- _Given instruction_
Lay out the records, from the start through the line that contains "x=90, y=331", as a two-column CSV headed instruction and points, with one row per record. Put each record's text under instruction and its answer under points, each in one quoted field with line breaks turned into spaces.

*****

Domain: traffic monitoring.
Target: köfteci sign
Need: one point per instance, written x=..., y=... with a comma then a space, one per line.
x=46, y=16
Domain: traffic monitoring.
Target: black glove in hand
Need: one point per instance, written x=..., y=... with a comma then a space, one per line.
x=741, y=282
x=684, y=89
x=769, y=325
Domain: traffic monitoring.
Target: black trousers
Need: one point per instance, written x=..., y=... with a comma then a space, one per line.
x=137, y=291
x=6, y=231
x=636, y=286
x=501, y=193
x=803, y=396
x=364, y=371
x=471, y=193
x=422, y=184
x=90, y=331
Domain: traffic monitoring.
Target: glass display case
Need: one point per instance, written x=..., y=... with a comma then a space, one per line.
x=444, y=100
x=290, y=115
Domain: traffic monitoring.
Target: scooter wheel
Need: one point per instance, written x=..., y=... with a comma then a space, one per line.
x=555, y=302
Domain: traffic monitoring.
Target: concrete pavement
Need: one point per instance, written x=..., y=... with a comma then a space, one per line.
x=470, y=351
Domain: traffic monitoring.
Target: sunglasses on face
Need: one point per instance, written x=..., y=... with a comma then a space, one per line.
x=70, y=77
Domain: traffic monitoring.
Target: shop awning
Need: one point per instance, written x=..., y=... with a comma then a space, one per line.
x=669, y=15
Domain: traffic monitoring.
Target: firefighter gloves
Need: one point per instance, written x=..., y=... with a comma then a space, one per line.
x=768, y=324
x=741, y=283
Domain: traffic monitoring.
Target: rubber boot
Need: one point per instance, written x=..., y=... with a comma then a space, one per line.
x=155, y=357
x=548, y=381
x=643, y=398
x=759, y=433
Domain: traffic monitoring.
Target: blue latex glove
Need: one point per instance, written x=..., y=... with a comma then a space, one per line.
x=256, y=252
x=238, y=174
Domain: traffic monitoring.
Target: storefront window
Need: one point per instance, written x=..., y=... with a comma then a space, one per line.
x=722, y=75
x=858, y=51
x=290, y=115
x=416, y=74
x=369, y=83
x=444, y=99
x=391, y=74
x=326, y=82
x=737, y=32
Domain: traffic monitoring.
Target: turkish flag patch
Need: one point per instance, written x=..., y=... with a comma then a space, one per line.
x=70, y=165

*****

- _Solution to this problem_
instruction,points
"Domain: traffic monitoring. Target: köfteci sign Need: one point per instance, written x=..., y=... with a comma then a space, one per line.","x=46, y=16"
"Domain: traffic monitoring. Target: black glove in hand Need: one point per instance, written x=..., y=... with a comma then a space, one per line.","x=741, y=282 x=684, y=89 x=769, y=325"
"Domain: traffic monitoring. Target: black trousers Need: one point per instance, written x=..., y=... with a comma then a space, one per line.","x=137, y=291 x=6, y=231 x=636, y=286 x=501, y=193 x=803, y=396 x=364, y=371 x=471, y=193 x=422, y=184 x=90, y=331"